**Fragmento del documento:**
_ _ _ _

El barco pesquero del padre del autor |
Contexto
Quiero compartir esta mirada retrospectiva desde mi
distancia a la época en que tuve la suerte de nacer en una familia humilde en
los difíciles tiempos de la postguerra civil española, aproximándome
reconciliado con aquel horizonte histórico. Nací cinco días después del ataque
japonés a Pearl Harbour, en plena II Guerra Mundial. Tuve la fortuna de
disfrutar de una infancia feliz gracias a los padres que me tocó en suerte
tener, donde el amor, la dedicación, que se demostraban mis padres, nos
alimentó. En mi casa no había ni radios, ni televisión, sino tiempo para
hablar, jugar, trabajar y buenos ejemplos que reforzaban sus buenos consejos
para la vida.
En aquella época de la postguerra civil española no
se oía ni se conocían otros tipos de “familias” sugeridas por el enfoque
marxista. Todavía estaban lejos el mayo del 68 y la implantación de los
“matrimonios” gays y lesbianas, las parejas de hecho, ni existía el divorcio.

_ _ _ _

**Sección de datos:**
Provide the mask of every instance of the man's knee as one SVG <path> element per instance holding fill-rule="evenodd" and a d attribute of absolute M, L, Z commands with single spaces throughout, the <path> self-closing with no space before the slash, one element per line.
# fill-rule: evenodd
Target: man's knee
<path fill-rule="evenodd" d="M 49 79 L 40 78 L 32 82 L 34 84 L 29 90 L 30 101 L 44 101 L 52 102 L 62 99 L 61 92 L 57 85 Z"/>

_ _ _ _

**Qué se pide:**
Enumera las actividades para las que, según el fragmento del documento, había tiempo en la casa del autor en lugar de radios y televisión.

**Respuesta del ejercicio:**
Hablar, jugar y trabajar.